— Begin Task data —

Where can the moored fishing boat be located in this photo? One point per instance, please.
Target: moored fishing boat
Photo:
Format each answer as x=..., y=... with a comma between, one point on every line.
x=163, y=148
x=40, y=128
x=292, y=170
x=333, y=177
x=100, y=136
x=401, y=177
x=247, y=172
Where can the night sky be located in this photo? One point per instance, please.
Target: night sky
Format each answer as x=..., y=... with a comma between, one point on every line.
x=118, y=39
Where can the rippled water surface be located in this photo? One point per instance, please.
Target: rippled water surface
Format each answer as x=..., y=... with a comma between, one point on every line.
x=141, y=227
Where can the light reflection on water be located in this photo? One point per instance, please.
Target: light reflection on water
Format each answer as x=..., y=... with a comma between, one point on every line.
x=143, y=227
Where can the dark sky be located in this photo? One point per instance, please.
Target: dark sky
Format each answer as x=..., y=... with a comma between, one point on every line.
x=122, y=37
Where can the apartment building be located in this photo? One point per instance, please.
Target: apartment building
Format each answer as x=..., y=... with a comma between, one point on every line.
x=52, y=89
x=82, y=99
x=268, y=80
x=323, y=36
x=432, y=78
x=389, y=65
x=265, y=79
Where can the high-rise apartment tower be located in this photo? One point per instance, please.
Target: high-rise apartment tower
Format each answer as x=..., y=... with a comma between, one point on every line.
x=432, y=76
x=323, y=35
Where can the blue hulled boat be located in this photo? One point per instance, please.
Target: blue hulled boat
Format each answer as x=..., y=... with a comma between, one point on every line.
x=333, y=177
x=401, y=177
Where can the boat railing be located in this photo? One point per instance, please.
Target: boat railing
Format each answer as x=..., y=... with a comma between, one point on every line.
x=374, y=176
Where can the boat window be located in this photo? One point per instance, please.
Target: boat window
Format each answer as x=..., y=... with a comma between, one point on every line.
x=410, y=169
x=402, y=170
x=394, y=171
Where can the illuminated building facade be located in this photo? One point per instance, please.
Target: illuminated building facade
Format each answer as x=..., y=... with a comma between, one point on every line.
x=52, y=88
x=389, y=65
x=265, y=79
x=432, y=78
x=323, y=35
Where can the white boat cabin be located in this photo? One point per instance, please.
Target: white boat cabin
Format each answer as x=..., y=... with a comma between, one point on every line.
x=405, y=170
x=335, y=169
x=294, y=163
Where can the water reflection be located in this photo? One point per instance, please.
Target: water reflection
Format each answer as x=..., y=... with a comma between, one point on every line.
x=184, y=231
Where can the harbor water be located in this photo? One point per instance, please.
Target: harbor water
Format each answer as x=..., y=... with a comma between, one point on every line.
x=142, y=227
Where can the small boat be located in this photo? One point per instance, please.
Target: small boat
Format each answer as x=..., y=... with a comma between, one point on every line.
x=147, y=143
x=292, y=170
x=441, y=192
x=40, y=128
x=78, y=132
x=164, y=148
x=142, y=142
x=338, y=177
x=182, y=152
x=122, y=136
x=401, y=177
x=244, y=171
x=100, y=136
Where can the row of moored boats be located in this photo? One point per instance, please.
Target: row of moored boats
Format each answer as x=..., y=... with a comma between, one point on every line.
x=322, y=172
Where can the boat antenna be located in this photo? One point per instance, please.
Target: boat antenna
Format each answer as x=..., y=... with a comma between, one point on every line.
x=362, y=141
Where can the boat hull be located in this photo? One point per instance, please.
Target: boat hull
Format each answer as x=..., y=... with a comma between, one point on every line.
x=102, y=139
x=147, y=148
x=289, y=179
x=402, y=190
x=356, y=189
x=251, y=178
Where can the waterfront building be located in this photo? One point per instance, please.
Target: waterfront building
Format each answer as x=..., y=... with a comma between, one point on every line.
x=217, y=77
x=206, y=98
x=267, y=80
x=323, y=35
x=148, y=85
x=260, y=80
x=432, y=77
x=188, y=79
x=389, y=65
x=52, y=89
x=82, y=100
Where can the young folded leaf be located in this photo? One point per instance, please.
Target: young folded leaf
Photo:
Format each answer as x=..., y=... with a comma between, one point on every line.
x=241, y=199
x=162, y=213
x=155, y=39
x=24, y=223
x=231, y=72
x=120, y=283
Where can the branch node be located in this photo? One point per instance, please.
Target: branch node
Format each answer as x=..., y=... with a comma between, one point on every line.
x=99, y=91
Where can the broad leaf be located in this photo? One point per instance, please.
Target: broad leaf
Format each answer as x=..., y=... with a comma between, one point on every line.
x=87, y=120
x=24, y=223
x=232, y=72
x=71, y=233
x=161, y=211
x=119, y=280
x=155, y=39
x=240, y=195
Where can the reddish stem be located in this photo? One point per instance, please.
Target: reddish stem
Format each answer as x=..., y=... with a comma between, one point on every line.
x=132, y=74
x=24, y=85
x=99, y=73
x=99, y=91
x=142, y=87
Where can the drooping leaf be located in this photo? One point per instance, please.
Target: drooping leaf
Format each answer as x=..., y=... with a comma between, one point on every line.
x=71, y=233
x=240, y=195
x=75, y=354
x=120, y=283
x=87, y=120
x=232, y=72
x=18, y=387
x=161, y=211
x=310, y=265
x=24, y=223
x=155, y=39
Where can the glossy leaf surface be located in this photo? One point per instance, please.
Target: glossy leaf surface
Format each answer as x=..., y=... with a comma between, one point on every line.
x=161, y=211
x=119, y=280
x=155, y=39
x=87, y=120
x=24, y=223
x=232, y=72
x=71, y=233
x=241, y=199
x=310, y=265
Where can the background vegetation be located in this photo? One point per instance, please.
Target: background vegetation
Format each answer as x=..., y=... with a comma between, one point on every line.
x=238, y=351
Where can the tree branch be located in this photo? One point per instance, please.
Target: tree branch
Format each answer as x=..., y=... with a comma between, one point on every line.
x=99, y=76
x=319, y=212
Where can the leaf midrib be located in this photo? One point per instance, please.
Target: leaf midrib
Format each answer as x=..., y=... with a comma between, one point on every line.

— End Task data —

### Aim:
Reproduce verbatim the lines of the listing that start at the line containing "Where can the background" and end at the line containing "x=319, y=212", including both of those lines.

### Written solution:
Where can the background vegetation be located in this photo? One point per instance, please.
Target: background vegetation
Format each answer as x=..., y=... with a comma between, one point on every line.
x=238, y=351
Where can the tree branch be located in this photo? One point per instance, please.
Target: tree branch
Format each answer as x=..., y=... with a comma between, one point on every line.
x=99, y=76
x=319, y=212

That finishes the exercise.